# YOUR GOAL:
Give the items as a numbered list, starting at their first line and ending at the line containing "box: [200, 89, 212, 101]", and skip any blank lines.

Excerpts from a dataset
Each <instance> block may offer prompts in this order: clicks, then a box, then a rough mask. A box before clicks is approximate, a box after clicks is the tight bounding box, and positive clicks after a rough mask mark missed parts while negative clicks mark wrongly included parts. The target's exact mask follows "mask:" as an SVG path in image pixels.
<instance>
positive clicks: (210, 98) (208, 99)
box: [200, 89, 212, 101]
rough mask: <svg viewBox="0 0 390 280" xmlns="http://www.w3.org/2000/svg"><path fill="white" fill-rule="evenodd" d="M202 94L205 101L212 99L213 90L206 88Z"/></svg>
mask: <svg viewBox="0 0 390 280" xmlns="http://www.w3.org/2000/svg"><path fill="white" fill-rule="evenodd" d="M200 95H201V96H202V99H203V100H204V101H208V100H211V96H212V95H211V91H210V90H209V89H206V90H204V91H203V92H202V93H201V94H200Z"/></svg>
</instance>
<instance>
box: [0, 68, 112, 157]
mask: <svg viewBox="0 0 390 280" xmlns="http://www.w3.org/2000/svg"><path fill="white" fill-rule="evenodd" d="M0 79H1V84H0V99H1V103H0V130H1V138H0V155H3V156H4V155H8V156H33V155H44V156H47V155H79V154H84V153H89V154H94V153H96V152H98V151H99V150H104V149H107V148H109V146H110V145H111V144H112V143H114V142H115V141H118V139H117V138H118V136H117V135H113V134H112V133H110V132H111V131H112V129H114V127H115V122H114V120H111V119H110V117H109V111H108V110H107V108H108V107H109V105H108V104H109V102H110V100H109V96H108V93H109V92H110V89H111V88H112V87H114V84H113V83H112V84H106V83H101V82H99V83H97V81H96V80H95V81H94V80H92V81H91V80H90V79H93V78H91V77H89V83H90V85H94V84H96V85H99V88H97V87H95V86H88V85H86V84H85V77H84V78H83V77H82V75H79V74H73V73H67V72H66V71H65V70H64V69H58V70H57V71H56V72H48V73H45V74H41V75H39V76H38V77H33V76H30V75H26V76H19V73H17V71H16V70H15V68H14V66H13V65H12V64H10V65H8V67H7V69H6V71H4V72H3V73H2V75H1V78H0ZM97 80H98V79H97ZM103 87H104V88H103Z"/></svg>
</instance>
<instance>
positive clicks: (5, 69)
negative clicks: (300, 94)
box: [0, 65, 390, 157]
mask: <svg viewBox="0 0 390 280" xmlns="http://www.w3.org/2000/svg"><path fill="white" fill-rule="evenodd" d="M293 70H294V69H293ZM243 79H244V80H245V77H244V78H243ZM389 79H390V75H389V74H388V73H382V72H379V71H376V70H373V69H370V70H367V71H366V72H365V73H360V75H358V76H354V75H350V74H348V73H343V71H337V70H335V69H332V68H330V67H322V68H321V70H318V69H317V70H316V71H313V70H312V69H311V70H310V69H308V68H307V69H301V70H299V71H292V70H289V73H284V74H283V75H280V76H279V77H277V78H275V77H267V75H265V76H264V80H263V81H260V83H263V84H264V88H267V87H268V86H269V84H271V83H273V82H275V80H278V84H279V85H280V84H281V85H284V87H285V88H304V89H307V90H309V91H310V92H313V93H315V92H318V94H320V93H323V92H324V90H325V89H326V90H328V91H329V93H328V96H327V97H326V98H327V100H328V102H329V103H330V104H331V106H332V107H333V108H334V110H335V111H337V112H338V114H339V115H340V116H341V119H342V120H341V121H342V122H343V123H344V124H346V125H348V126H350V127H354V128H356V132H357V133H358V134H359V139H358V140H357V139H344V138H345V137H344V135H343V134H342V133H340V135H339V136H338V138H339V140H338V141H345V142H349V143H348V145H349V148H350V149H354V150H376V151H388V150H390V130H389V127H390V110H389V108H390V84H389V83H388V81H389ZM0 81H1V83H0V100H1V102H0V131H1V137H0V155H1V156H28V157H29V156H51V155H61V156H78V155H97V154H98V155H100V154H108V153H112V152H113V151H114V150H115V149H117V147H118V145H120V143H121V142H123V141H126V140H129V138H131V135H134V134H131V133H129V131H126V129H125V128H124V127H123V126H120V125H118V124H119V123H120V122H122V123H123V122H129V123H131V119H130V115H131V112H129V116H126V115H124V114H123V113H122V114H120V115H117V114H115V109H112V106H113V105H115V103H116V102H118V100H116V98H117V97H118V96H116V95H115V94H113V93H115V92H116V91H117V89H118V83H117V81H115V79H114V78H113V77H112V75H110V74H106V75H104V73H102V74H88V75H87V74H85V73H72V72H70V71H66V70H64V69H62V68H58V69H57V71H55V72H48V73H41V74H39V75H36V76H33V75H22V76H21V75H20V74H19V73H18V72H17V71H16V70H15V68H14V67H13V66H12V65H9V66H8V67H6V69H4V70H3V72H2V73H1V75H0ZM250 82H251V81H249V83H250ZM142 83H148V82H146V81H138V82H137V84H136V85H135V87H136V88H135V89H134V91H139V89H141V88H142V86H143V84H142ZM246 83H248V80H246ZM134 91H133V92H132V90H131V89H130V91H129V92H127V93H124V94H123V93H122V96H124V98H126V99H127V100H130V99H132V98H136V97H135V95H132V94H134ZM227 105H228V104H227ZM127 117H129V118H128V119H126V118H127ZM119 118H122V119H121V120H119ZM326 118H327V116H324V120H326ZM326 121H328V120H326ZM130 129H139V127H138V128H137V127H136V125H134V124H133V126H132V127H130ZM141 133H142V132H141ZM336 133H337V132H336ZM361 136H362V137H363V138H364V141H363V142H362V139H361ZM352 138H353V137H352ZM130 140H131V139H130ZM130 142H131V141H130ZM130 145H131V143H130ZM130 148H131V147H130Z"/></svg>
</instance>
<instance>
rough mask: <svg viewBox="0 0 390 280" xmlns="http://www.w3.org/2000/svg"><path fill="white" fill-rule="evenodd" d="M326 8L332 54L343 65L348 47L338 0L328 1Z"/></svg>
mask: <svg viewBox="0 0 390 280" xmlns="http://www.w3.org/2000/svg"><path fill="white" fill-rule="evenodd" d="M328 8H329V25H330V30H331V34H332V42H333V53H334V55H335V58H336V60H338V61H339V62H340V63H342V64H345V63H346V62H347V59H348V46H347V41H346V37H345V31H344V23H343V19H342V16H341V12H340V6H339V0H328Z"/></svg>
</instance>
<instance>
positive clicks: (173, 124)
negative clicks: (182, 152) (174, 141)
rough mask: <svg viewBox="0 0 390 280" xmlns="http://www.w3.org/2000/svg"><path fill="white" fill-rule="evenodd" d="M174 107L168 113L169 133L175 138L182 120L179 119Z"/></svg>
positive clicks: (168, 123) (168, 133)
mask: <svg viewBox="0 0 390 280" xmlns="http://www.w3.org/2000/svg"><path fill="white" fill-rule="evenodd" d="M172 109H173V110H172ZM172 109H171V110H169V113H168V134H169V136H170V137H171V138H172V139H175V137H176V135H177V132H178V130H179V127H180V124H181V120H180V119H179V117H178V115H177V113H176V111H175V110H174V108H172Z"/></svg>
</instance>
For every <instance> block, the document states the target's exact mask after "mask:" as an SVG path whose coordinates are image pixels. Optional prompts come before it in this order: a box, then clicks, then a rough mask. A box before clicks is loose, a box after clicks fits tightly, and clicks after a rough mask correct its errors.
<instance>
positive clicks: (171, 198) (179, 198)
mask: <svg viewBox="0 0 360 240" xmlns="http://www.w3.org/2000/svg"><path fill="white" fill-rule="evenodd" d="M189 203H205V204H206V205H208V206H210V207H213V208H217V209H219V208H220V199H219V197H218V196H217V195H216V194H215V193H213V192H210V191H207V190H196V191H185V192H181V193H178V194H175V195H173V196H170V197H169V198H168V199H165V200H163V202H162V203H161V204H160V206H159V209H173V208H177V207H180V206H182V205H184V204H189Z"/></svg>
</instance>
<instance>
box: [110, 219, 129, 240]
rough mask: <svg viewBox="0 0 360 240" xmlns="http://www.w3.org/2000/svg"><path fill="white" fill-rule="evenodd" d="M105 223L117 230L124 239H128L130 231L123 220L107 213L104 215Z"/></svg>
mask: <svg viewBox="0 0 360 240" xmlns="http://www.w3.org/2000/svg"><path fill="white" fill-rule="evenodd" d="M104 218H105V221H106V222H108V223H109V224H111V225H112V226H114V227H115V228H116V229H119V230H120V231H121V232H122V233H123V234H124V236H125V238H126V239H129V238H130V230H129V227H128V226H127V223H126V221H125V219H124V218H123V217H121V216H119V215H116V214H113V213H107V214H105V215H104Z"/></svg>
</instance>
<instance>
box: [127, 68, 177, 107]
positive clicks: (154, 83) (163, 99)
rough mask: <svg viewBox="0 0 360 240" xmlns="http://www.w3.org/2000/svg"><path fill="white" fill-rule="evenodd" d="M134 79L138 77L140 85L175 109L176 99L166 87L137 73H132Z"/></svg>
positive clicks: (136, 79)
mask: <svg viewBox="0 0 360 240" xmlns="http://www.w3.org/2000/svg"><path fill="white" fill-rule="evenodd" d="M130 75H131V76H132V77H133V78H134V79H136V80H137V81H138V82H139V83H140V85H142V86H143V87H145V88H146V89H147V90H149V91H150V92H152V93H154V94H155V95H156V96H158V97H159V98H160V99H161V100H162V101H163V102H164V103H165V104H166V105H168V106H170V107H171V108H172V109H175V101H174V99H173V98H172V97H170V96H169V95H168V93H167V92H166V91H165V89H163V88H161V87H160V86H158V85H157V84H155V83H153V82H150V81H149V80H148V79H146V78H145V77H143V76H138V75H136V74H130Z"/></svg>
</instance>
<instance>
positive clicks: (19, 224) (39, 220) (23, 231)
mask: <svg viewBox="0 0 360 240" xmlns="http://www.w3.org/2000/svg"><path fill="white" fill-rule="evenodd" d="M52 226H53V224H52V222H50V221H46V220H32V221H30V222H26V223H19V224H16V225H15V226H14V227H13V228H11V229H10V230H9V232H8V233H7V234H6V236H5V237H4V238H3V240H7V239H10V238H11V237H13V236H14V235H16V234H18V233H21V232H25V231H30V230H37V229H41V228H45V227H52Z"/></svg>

# EXERCISE RESPONSE:
1. Each <instance> block may offer prompts in this order: clicks, then a box, then a rough mask. A box before clicks is approximate, a box after clicks is the tight bounding box, and positive clicks after a rough mask mark missed parts while negative clicks mark wrongly included parts. The target's exact mask follows "mask:" as an SVG path in image pixels.
2. <instance>
3. positive clicks: (210, 98) (208, 99)
4. box: [200, 89, 212, 101]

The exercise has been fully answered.